▸ **Work to complete**:
Reproduce the items below without any change, beginning at the line that has "Annotate each instance of the gray" and stopping after the final line of the items.

▸ **Recorded data**:

[start]

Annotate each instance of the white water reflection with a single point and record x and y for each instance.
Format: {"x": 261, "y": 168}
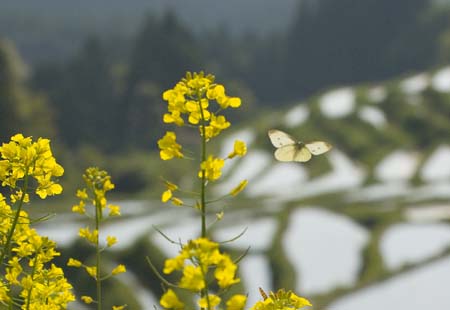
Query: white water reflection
{"x": 324, "y": 248}
{"x": 258, "y": 234}
{"x": 412, "y": 243}
{"x": 425, "y": 288}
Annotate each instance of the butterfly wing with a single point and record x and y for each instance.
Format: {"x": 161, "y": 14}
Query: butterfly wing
{"x": 318, "y": 147}
{"x": 293, "y": 152}
{"x": 280, "y": 138}
{"x": 303, "y": 154}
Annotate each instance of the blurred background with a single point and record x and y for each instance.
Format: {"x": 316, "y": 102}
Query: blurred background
{"x": 361, "y": 228}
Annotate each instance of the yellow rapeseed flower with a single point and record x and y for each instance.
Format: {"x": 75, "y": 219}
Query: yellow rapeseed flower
{"x": 214, "y": 300}
{"x": 119, "y": 269}
{"x": 87, "y": 299}
{"x": 240, "y": 149}
{"x": 239, "y": 188}
{"x": 212, "y": 168}
{"x": 170, "y": 300}
{"x": 169, "y": 148}
{"x": 74, "y": 263}
{"x": 111, "y": 240}
{"x": 236, "y": 302}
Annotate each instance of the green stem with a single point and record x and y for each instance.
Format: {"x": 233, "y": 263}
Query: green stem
{"x": 32, "y": 278}
{"x": 98, "y": 214}
{"x": 203, "y": 292}
{"x": 7, "y": 248}
{"x": 203, "y": 185}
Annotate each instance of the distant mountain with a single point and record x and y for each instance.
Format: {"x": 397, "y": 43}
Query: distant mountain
{"x": 363, "y": 223}
{"x": 51, "y": 28}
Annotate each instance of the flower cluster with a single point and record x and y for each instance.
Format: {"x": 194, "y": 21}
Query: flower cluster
{"x": 98, "y": 183}
{"x": 191, "y": 98}
{"x": 199, "y": 260}
{"x": 189, "y": 103}
{"x": 22, "y": 158}
{"x": 281, "y": 300}
{"x": 29, "y": 274}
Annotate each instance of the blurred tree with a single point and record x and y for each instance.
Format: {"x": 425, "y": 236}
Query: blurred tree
{"x": 84, "y": 98}
{"x": 20, "y": 109}
{"x": 341, "y": 42}
{"x": 164, "y": 51}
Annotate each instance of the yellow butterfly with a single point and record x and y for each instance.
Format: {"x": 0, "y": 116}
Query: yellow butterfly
{"x": 289, "y": 149}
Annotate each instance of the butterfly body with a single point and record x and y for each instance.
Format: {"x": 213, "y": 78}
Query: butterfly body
{"x": 289, "y": 149}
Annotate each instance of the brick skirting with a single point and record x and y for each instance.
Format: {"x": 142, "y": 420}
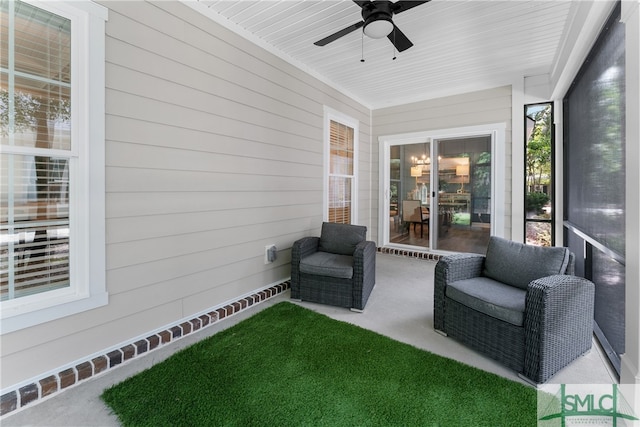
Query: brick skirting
{"x": 410, "y": 254}
{"x": 52, "y": 384}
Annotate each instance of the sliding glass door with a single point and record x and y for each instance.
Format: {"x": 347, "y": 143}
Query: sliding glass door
{"x": 439, "y": 192}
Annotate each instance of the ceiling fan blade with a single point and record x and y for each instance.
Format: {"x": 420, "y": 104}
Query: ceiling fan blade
{"x": 402, "y": 5}
{"x": 362, "y": 3}
{"x": 399, "y": 40}
{"x": 336, "y": 36}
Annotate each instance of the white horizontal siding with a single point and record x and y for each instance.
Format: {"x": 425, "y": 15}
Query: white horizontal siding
{"x": 475, "y": 108}
{"x": 213, "y": 150}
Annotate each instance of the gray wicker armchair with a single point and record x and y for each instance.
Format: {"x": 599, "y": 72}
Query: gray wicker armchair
{"x": 519, "y": 304}
{"x": 338, "y": 268}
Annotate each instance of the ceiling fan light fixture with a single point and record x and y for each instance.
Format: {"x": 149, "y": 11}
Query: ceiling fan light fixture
{"x": 378, "y": 27}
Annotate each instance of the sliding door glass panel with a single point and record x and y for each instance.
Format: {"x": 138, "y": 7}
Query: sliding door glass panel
{"x": 463, "y": 194}
{"x": 409, "y": 194}
{"x": 539, "y": 200}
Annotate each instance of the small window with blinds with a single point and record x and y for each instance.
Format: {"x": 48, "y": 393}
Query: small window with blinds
{"x": 341, "y": 172}
{"x": 45, "y": 179}
{"x": 36, "y": 141}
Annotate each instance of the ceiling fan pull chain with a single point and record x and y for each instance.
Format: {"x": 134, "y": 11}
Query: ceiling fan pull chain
{"x": 394, "y": 44}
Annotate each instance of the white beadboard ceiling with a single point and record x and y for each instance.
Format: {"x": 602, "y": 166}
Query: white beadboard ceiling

[end]

▸ **Written response**:
Annotate each instance of the gray wicker armchair with a single point and record x and y for each instance.
Format: {"x": 599, "y": 72}
Query: gray wicker armchair
{"x": 519, "y": 304}
{"x": 338, "y": 268}
Annotate each instance of the ceiling fan light fixture with a single point and record x and y for each instance.
Format: {"x": 149, "y": 11}
Query: ceiling fan light fixture
{"x": 378, "y": 27}
Annotate each instance of the sliding door glass panel with a single point and record x and y for each instance.
Format: {"x": 138, "y": 7}
Query: sliding door glass panel
{"x": 463, "y": 194}
{"x": 409, "y": 194}
{"x": 539, "y": 200}
Annotate each instance of the small window with blinds with a single point and record x and y for each instance.
Format: {"x": 48, "y": 393}
Query: small window with blinds
{"x": 341, "y": 172}
{"x": 45, "y": 179}
{"x": 36, "y": 141}
Annotate each instance of the ceiling fan pull chain with a single point and record x and y for each instance.
Format: {"x": 134, "y": 11}
Query: ceiling fan pull chain
{"x": 394, "y": 44}
Annotate each instance of the white beadboard ceiling with a single point and record x and y for each instance.
Format: {"x": 602, "y": 166}
Query: white beadboard ceiling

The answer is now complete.